- Try it:
Omitting the pictures, print every line below exactly as it stands.

- Source material:
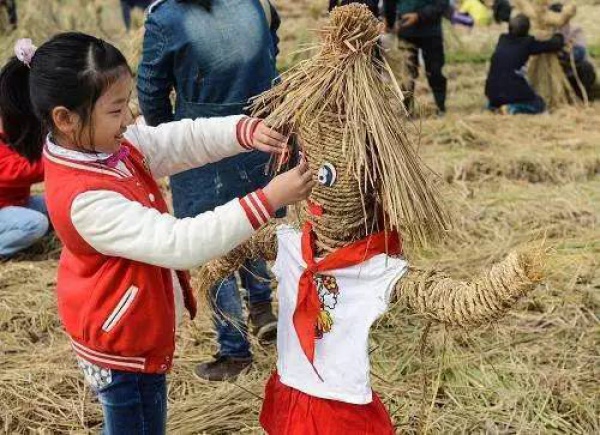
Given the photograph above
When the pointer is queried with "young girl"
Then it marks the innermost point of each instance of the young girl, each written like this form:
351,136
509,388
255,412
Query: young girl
121,289
23,219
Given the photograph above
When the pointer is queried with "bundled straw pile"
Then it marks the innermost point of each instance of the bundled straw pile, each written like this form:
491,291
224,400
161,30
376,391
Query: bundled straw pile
344,113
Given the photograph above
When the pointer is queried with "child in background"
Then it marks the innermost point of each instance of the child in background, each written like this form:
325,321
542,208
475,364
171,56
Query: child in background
121,284
419,24
507,88
575,59
23,220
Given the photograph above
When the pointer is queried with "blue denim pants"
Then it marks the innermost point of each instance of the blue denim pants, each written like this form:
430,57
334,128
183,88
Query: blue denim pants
21,227
204,189
134,403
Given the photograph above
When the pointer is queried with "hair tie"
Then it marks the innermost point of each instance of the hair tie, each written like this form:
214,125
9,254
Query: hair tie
24,50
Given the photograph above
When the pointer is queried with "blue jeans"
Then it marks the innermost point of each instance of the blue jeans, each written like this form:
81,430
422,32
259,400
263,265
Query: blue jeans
21,227
134,403
204,189
128,5
231,328
533,107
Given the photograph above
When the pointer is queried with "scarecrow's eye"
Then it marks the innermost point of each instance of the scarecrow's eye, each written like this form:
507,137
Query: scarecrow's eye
327,175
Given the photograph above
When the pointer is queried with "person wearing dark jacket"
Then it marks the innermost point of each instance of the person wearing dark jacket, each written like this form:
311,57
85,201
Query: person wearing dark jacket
507,87
11,11
216,55
419,23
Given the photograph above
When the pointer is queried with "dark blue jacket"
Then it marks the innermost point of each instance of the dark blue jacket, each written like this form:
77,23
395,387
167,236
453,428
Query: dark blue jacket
215,61
507,79
430,16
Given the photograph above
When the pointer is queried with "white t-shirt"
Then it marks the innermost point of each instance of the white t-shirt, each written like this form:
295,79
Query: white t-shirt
342,354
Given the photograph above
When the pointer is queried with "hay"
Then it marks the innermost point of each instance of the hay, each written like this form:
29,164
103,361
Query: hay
341,89
529,168
534,371
434,295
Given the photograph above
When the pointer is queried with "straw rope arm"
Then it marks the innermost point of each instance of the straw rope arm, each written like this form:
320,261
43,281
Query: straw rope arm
470,303
263,245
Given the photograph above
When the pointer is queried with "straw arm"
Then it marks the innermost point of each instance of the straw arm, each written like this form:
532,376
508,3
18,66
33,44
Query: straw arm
262,245
470,303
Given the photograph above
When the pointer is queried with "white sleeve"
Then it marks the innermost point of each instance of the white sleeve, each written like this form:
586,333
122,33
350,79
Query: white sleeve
116,226
181,145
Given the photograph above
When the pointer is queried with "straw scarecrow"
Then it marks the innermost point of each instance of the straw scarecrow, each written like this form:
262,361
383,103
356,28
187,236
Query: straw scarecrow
545,72
341,262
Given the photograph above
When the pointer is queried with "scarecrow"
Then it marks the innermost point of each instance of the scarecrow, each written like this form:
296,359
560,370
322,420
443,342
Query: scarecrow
340,262
545,71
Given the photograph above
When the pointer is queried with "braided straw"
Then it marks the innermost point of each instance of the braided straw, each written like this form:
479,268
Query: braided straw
344,113
348,214
262,245
452,302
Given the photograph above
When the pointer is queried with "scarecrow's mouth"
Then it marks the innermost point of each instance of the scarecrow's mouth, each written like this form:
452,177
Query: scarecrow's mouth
313,208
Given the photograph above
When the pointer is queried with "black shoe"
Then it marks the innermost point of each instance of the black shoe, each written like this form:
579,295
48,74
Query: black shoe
222,368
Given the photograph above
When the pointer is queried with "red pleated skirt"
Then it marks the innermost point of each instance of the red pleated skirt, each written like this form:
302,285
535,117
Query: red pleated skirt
287,411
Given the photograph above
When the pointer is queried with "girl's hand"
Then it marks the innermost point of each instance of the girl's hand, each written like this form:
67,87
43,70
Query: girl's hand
252,133
290,187
268,140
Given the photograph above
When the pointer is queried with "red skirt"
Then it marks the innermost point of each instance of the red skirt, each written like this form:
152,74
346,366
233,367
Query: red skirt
287,411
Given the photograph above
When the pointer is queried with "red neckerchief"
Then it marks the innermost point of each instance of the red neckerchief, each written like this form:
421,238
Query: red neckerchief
308,305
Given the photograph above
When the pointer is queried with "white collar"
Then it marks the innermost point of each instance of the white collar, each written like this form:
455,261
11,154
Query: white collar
79,156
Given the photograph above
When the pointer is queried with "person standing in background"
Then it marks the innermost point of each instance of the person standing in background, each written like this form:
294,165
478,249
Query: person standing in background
11,11
128,5
216,55
419,23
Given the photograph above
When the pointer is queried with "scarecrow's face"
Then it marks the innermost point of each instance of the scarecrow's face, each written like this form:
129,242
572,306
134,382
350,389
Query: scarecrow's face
335,205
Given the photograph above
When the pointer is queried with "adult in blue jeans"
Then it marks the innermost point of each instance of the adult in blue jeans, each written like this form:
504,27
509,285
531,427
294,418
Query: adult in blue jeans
216,55
128,5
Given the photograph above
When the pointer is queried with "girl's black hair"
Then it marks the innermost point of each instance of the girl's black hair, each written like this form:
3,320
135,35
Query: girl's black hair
519,26
71,70
206,4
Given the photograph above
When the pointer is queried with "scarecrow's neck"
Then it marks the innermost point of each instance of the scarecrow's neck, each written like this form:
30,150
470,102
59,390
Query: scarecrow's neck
335,231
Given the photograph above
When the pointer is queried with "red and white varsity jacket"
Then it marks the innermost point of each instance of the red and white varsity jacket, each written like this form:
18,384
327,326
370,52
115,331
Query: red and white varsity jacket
117,287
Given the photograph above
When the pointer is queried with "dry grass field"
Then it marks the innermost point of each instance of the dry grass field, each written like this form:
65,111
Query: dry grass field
510,181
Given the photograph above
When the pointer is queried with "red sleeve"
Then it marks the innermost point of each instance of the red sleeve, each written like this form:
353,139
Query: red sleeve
18,171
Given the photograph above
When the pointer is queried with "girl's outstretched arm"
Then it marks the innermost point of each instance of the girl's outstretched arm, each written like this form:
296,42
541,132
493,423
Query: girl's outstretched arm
116,226
181,145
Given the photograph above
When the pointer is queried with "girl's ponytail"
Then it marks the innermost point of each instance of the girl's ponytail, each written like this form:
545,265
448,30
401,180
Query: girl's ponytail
21,126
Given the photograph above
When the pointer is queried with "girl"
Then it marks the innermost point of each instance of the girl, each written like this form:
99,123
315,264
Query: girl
121,289
23,220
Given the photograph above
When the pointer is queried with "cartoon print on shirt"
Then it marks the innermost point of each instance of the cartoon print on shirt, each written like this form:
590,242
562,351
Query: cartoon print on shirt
328,291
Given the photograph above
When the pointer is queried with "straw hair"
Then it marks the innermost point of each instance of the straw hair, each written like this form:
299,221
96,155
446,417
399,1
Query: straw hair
337,103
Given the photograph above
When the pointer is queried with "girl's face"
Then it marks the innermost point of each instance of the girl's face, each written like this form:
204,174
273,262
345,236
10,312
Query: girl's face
110,118
103,132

- Answer below:
Given the photograph above
When the pointer is queried with "young girl"
Then it marks the innermost point of each instance of the young girl, each written like this form:
351,136
509,388
255,412
Query: young girl
121,289
23,219
Given the photograph above
When the pointer is queried with "bundled straw pile"
Then it marks the innermost point of each instance of the bundled straw pile, each written like this form:
491,291
224,400
161,30
376,391
Query: bundled straw pile
344,113
Given the photograph above
When the pointer is queried with "child in background"
Then it marks the innermost point of each instance of the child in background, each written like this form:
325,321
542,208
475,364
171,56
Query: child in background
121,284
419,24
507,88
575,59
23,220
Given the photograph above
When the pointer is queried with "blue denim pants"
Then it marks the innermost point of each instance of the blue denim pants, each written like this form:
430,57
334,128
183,88
Query: blue denim pants
21,227
204,189
134,403
Given the photograph above
When the pointer is queried with "hair tie"
Then it marks the innermost point of each instance of the hair tie, each written like this form:
214,125
9,254
Query: hair tie
24,50
Given the photograph above
When the pointer is queried with "blue jeans"
Then it marks the innermost point of each instance of the blue jeans, each written like this form:
81,430
422,32
259,400
263,265
Query: blue jeans
21,227
134,403
204,189
128,5
231,328
533,107
Given the photograph above
When the pointer is queried with "scarecrow's eye"
Then it marks the innermost point of each instance of the scarecrow's eye, each written like this form:
507,137
Query: scarecrow's eye
327,175
Given the photograph above
When the pointer is queried with "person wearing dark jacket"
Then it marks the innermost point of each instance of the person wearing dark jacket, each written like this form:
311,57
85,201
Query: person wearing dark jacket
507,87
11,11
216,55
419,23
Given the photograph above
When the pointer is queried with "dark blue jacket"
Then it marks the innermost point of each instance of the dark blue jacket, each written like this form:
77,23
395,387
167,236
453,428
Query: dark blue jacket
215,61
507,79
430,16
Given the photograph above
When the pointer is queried with "white t-shirt"
Then it marks the innermost point of each instance of the white t-shirt, each written like this form:
295,79
Query: white t-shirt
342,354
Given the photograph above
When the pointer is queried with "hay"
Then it marks the innermost point of each instance of the hay, each written like this form:
29,164
103,361
Query: hay
341,89
529,168
534,371
434,295
Given the photograph above
When the pointer is queried with "straw rope arm"
Then it marks the innermost point of each instance of the straw rope arm, each written like this form:
320,261
43,281
Query: straw rope arm
470,303
263,245
Given the photograph above
When the pointer is queried with "straw arm"
Then it marks the innermost point of each instance of the straw arm, each written like this form:
532,376
508,3
18,66
33,44
Query: straw arm
262,245
470,303
Given the photograph above
When the pointer is queried with "white sleeve"
Then it marks the innermost point of each instance of the white sleeve, each written like this form:
586,333
122,33
350,79
Query: white sleeve
116,226
181,145
Given the photograph above
When the pointer is queried with "straw scarecrow"
Then it marks the innermost point of each instance of the straw scarecrow, each written like this form:
262,361
383,103
356,28
187,236
Query: straw scarecrow
545,72
341,262
Given the photograph above
When the pointer is queried with "scarecrow"
Then it marks the innermost point of each instance of the scarecrow, each written like this form:
296,359
560,370
322,420
443,342
Query: scarecrow
340,262
545,71
Given the photograph above
When the pointer is queried with "braided straw"
Then it marks the innermost point of each instance of the braided straw, each written like this form:
479,268
Query: braided straw
344,113
348,214
262,245
452,302
Given the photograph above
When the pointer is queried with "scarecrow's mouth"
Then it marks the innermost point of each instance of the scarecrow's mouth, each written like this form:
452,177
Query: scarecrow's mouth
313,208
Given the photograph above
When the pointer is queried with "black shoe"
Then it marks the innermost point of each instance of the black shoe, each written like this form:
579,295
48,74
Query: black shoe
222,368
Given the photograph above
When the pointer is queried with "red pleated skirt"
Then it marks the innermost point of each instance of the red pleated skirt, each written like this form:
302,285
535,117
Query: red pleated skirt
287,411
Given the photograph above
When the pointer is queried with "girl's hand"
Then it marks the innermost point of each instance of the girl's hand, each written like this form:
67,87
43,70
Query: girl's hand
252,133
290,187
268,140
Given the photograph above
When the pointer is queried with "red skirt"
Then it marks the innermost point of each instance of the red skirt, each written like this form:
152,74
346,366
233,367
Query: red skirt
287,411
Given the photograph above
When the pointer is queried with "red neckerchief"
Then it marks the innermost point of each instance of the red neckerchief, each written like this form:
421,238
Query: red neckerchief
308,305
Given the photograph above
When the pointer is queried with "white collar"
Then it marks the innermost point of each instance of the white collar, each written like this form:
455,261
11,154
Query: white collar
79,156
Given the photograph above
When the pointer is queried with "person standing in background"
Then it marks the innermost point of each instance of the person standing in background, each written like this form:
294,165
478,249
Query: person standing in background
11,11
128,5
216,55
419,23
Given the photograph above
When the pointer is queried with "scarecrow's face"
Then it marks the innermost point of each instance of the scarecrow's face, each written like this form:
129,242
572,306
134,382
350,389
Query: scarecrow's face
335,205
Given the photograph above
When the pointer is queried with "adult in blue jeans"
Then it marks the innermost point of each instance of the adult in blue jeans, each written like this form:
504,27
509,285
531,427
294,418
Query: adult in blue jeans
216,55
128,5
Given the photograph above
When the pointer is queried with "girl's black hair"
Then it marks the innermost point of each instance of the girl's black hair, each written like this form:
3,320
135,35
Query: girl's black hair
519,26
71,70
206,4
Given the photograph above
When the pointer is queried with "scarecrow's neck"
Then it marks the innermost point of each instance of the scarecrow's neck, each written like this form:
30,150
470,102
59,390
Query: scarecrow's neck
335,231
Given the photograph above
When the pointer is queried with "red and white varsity jacket"
Then it marks the innermost point of each instance of the red and white varsity jacket, each written like this form:
18,384
327,326
370,52
115,331
Query: red and white varsity jacket
117,287
Given the photograph above
When the pointer is queried with "dry grass field"
Then it marks the innermost point of each instance of the dry grass field, each written like this form:
65,111
Query: dry grass field
510,181
Given the photograph above
When the pointer is queried with "red sleeve"
Then it marks the innermost point of each instance of the red sleeve, each written like this form:
353,139
Query: red sleeve
18,171
Given the photograph above
When the pointer is queried with "girl's outstretched arm"
Then it marks the innermost point of each instance of the girl's outstretched arm, each written like this form:
296,42
541,132
493,423
Query: girl's outstretched arm
116,226
181,145
Given the photograph above
When the pointer is queried with "girl's ponytail"
Then it marks the innermost point of each instance of the girl's ponytail, each written like this form:
545,265
448,30
401,180
Query: girl's ponytail
21,126
Given the photograph above
When the pointer is queried with "girl"
Then it marks the innermost point of each instance of the girl, each written like this form:
99,123
315,264
Query: girl
121,289
23,220
Given the photograph above
When the pointer is queried with "cartoon print on shirt"
Then it marks the innermost point of each instance of the cartoon print on shirt, each written like this form:
590,242
562,351
Query: cartoon print on shirt
328,291
Given the photograph above
When the pointer is queried with "straw hair"
Then it marks the innermost point of each instance of the straw hair, each written like this form:
299,221
96,155
446,417
399,1
Query: straw hair
337,103
Given the photograph above
When the pointer is queried with "girl's face"
Then it marks the innermost point of each instance of the girl's face, each written like this form:
204,174
273,262
345,236
10,312
Query: girl's face
110,118
103,132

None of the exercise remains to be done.